- [CHALLENGE]:
Restate the entries below verbatim.

★ ★ ★ ★

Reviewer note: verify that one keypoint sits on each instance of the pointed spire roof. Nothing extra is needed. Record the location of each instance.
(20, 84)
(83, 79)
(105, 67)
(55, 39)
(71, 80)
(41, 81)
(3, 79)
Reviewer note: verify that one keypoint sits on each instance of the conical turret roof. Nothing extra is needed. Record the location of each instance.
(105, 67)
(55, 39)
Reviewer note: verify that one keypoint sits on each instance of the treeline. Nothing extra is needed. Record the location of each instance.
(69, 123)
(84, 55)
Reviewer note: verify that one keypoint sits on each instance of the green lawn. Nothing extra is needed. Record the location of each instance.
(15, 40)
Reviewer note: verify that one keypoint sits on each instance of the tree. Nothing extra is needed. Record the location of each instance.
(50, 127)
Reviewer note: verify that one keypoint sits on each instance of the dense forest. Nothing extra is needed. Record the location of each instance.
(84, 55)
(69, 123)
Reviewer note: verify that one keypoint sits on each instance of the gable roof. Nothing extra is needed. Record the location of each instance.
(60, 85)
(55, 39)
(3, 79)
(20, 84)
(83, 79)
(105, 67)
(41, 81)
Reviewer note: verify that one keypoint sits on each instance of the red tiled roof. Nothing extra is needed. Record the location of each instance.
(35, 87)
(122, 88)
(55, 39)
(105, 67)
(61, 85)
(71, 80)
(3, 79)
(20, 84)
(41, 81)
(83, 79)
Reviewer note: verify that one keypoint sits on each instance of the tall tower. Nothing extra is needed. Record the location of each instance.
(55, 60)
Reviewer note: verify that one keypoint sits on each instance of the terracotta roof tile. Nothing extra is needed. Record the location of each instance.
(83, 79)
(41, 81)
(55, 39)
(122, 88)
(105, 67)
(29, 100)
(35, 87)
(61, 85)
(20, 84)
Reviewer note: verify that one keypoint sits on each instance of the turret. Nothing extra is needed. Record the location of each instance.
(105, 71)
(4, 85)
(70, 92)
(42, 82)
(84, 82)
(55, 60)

★ ★ ★ ★

- [WRITTEN RESPONSE]:
Reviewer note: verify that one keypoint sits on each instance of the pointed spire roof. Nothing extra is needed. Record the location of each instance.
(20, 84)
(83, 79)
(105, 67)
(55, 39)
(71, 80)
(41, 81)
(3, 79)
Reviewer note: verify that one keypoint sits on each instance of the conical turret roof. Nothing extra is needed. Record the location of each instance.
(105, 67)
(55, 39)
Reviewer note: verify that one keypoint sits on each instance of the treeline. Nothing extra is needed. Record the location of each instance.
(69, 123)
(84, 55)
Reviewer note: verify that one keypoint sits on each instance of the green lawn. Nothing extra is needed. Record the location of each instance.
(15, 40)
Reviewer note: verify that one keypoint sits on each instance of the tree. Nothing extra is needed. Record the location of each instance.
(50, 127)
Reviewer note: verify that one keypoint sits on each instance of the dense forest. Nothing extra is needed. Record the location of each instance.
(84, 55)
(69, 123)
Reviewer note: verify that one keypoint sits on each instance of the gable roof. Nothing extra is needed. Record the location of each instance.
(60, 85)
(55, 39)
(3, 79)
(20, 84)
(83, 79)
(105, 67)
(41, 81)
Reviewer note: verify that one keypoint sits on each instance of the red tiled roof. Nothing extra is needed. Record the location of each instance.
(35, 87)
(122, 88)
(55, 39)
(105, 67)
(61, 85)
(71, 80)
(3, 79)
(20, 84)
(41, 81)
(83, 79)
Reviewer note: verify that one keypoint sits on each instance of the tall tower. Nothing extra is needed. Record the location of each instance.
(55, 60)
Reviewer note: verify that one keypoint sits on each instance of the terracotta roof tile. Nothing extra is needed. Record the location of each instance.
(83, 79)
(41, 81)
(55, 39)
(122, 88)
(105, 67)
(29, 100)
(35, 87)
(61, 85)
(20, 84)
Reviewer note: verify that one keypoint sits on each instance of the turret. Nothing extra is needed. Record the location of each instance.
(105, 71)
(4, 85)
(70, 92)
(42, 82)
(84, 82)
(55, 60)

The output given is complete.